→ **WORK REQUEST A**: Give again, word for word, the part of the review of the TV series "Wanderlust" starting with "The pilot episode" and going on through "crippling bicycle accident.".
→ **WORK REQUEST B**: Proceed with the review of the TV series "Wanderlust" from the point where it stops.

[DOCUMENT SEGMENT Boundary: Start]

Toni Collette is having an extraordinary year. The “Sixth Sense” and “United States of Tara” star is garnering well-deserved awards buzz for her “Hereditary” performance, and just as Oscar season ramps up, here comes another powerful reminder of her acting prowess. “Wanderlust” is a Netflix and BBC co-production that has nothing to do with David Wain’s 2012 film of the same name that starred Jennifer Aniston, Paul Rudd, and Justin Theroux, though this six-part drama series also studies an onscreen couple who’s looking to keep their relationship afloat.
Equal parts empathetic and searing, creator Nick Payne treats his characters honestly and, in turn, crafts a first season both heartening and tragic. Collette is its center, guiding the ship through turbulent emotional seas with assurance. There’s plenty to admire about “Wanderlust,” but it easily could have drifted into the vast unknown of Netflix’s content ocean without her precise, textured turn. In one pivotal episode, she steers the vessel almost entirely by herself.
The pilot episode of “Wanderlust” is almost a head fake. Joy (Collette) and Alan (Steven Mackintosh) are comfortably married with three kids — too comfortably married, really. Sex has become mechanical and each of them are itching for something new, something forbidden. For Alan, he’s happy in the blissful monotony of marriage, but he’s turned off by Joy’s disinterest in him. Paradoxically, Joy’s disinterest in Alan is driven by his adherence to repetition. She wants to mix things up — including, for starters, a more adventurous sex life — but she’s also in recovery from a crippling bicycle accident.
Within that accident lies the narrative’s secret ambitions, wrapped up in Joy’s personal history with relationships, her parents, and loss. But that doesn’t start to spill out until after she and Alan make some bold new decisions. Alan confesses his interest in a colleague at his school, Claire (Zawe Ashton), while Joy simultaneously expresses a pressing desire for a random dude in her swimming class. In a well-written back-and-forth by Payne, the couple comes to an agreement: They’re going to have sex with other people, in order to save their marriage.
Sex to save the marriage, you say? “Wanderlust” initially argues for its plausibility, but it doesn’t treat an open marriage as a cure-all for a complacent sex life. Written entirely by Payne (whose previous work was largely on the U.K. stage) and featuring Collette as an associate producer, the hourlong drama is willing to engage with the complicated attachments formed from not only flirting and frivolity, but from the freedom associated with both. Joy and Alan suddenly find themselves in a new world where they’re not restricted from following their urges, and that leads to scary, surprising consequences for them and their prospective new partners.

[DOCUMENT SEGMENT Boundary: End]
[INFORMATION GIVEN Boundary: Start]

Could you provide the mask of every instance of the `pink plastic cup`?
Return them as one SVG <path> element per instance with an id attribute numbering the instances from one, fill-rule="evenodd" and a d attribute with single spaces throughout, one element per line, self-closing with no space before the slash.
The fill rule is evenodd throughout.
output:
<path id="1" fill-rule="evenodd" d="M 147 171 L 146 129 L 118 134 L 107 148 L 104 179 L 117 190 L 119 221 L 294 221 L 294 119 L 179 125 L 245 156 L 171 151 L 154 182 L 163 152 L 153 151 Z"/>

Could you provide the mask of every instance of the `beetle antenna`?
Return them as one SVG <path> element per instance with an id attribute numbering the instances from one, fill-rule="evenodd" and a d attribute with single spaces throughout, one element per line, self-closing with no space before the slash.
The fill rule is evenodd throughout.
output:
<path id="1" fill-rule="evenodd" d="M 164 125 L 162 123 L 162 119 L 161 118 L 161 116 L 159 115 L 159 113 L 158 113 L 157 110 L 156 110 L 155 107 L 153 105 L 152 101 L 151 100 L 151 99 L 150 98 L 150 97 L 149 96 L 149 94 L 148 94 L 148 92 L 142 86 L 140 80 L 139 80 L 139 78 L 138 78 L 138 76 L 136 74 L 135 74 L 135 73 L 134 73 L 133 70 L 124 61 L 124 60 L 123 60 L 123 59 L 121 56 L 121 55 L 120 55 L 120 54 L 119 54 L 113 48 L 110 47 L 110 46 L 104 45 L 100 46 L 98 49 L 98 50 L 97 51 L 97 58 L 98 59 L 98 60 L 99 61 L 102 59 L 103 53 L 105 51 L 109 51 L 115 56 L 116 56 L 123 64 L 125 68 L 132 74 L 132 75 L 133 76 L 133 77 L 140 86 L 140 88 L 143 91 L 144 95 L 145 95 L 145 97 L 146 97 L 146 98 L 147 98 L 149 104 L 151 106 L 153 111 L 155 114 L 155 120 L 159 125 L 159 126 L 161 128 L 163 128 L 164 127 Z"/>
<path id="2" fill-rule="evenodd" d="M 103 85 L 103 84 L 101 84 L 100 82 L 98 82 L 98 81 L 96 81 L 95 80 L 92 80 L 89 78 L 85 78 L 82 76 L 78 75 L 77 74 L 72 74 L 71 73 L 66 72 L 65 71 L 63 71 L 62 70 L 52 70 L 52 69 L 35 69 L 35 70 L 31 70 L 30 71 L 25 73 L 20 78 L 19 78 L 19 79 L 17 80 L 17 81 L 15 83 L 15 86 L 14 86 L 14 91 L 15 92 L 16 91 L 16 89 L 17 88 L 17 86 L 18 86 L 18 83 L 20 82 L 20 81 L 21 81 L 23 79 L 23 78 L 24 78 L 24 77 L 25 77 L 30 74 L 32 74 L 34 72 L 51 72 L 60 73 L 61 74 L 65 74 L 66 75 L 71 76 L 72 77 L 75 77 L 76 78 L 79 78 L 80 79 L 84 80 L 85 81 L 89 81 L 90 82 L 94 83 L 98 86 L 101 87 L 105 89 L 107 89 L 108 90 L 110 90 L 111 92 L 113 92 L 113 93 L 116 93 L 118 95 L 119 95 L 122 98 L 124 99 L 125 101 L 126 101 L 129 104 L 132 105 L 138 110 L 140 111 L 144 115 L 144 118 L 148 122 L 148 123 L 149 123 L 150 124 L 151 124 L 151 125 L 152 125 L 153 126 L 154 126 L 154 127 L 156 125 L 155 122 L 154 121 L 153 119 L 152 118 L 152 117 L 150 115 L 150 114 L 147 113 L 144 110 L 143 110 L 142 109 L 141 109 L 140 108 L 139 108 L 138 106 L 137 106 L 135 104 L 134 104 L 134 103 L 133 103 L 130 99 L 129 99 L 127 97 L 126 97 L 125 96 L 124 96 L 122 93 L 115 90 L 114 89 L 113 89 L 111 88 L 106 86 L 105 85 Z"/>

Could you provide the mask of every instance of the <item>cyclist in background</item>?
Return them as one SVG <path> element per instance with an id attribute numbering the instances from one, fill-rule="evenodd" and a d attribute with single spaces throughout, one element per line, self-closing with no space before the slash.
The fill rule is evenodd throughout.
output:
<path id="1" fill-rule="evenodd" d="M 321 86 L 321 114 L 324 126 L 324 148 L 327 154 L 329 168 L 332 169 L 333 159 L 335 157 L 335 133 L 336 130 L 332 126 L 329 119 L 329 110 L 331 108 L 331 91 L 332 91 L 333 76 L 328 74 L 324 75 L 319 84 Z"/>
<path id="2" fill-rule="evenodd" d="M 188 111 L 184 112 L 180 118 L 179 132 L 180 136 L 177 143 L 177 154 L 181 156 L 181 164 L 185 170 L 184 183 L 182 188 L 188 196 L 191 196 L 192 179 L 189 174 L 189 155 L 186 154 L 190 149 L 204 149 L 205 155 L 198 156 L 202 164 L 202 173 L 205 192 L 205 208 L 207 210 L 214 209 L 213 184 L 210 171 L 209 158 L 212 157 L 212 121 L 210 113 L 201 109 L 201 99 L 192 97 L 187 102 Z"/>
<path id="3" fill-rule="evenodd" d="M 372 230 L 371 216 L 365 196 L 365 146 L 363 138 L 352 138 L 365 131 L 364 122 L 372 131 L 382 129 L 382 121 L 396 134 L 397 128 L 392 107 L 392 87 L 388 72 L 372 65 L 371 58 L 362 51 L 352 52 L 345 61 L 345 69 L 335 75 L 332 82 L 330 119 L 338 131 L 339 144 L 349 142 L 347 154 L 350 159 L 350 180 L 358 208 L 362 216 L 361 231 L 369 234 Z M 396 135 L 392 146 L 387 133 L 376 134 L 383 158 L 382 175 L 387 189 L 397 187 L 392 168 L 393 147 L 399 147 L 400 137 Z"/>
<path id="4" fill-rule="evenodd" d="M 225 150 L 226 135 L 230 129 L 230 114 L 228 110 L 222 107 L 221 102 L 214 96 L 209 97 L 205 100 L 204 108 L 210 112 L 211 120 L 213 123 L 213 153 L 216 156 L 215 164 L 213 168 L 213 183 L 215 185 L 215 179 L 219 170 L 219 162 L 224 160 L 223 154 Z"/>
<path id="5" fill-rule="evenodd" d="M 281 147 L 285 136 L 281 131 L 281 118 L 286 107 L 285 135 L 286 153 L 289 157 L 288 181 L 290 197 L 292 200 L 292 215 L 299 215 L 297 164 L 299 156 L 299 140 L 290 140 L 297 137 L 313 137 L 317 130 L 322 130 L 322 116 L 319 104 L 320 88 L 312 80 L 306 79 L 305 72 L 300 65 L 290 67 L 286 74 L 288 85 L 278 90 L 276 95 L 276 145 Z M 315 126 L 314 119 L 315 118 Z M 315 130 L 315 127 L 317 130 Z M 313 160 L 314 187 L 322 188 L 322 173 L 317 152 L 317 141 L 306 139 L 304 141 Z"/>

[INFORMATION GIVEN Boundary: End]

→ **ANSWER BOX A**:
The pilot episode of “Wanderlust” is almost a head fake. Joy (Collette) and Alan (Steven Mackintosh) are comfortably married with three kids — too comfortably married, really. Sex has become mechanical and each of them are itching for something new, something forbidden. For Alan, he’s happy in the blissful monotony of marriage, but he’s turned off by Joy’s disinterest in him. Paradoxically, Joy’s disinterest in Alan is driven by his adherence to repetition. She wants to mix things up — including, for starters, a more adventurous sex life — but she’s also in recovery from a crippling bicycle accident.

→ **ANSWER BOX B**:
Soon, these overlapping, confusing, and conflicting urges reach a boiling point and their deeper motivations are disclosed. Dredging up the specific points is made easier since Joy is a therapist, specializing in relationship counseling — a writerly go-to for onscreen emotional exposition — but rarely does the device feel like a crutch. Her therapy sessions are well-paced and engaging. Beyond giving a voice to her inner thoughts, they push the story into gripping drama with the faintest hint of a mystery to unravel. Produced by a slew of experienced British TV EPs, including Roanna Benn and Jude Liknaitzky (both from “Doctor Foster”), and Lucy Richer (“A Very English Scandal”), the episodes are markedly confident and finely cut. (Such editing efficiency is a rarity on Netflix, but less so with its BBC co-productions.)
That being said, “Wanderlust” comes back to Collette, who oh-so-matter-of-factly owns the screen. Given ample room to build a fresh character by a script that consciously subverts gender stereotypes — like so many male TV protagonists before her, Joy is the one looking for casual, rollicking sex, and she’s often left alone to brood or reevaluate her choices — Collette quickly but thoroughly deconstructs her guarded character. Joy goes from bubbly excitement and unchecked passion to a vulnerable ball of anxiety. She’s capable of succinctly rationalizing a very risky decision, but then she’s confronted with the truth behind those desires in complex, satisfying fashion.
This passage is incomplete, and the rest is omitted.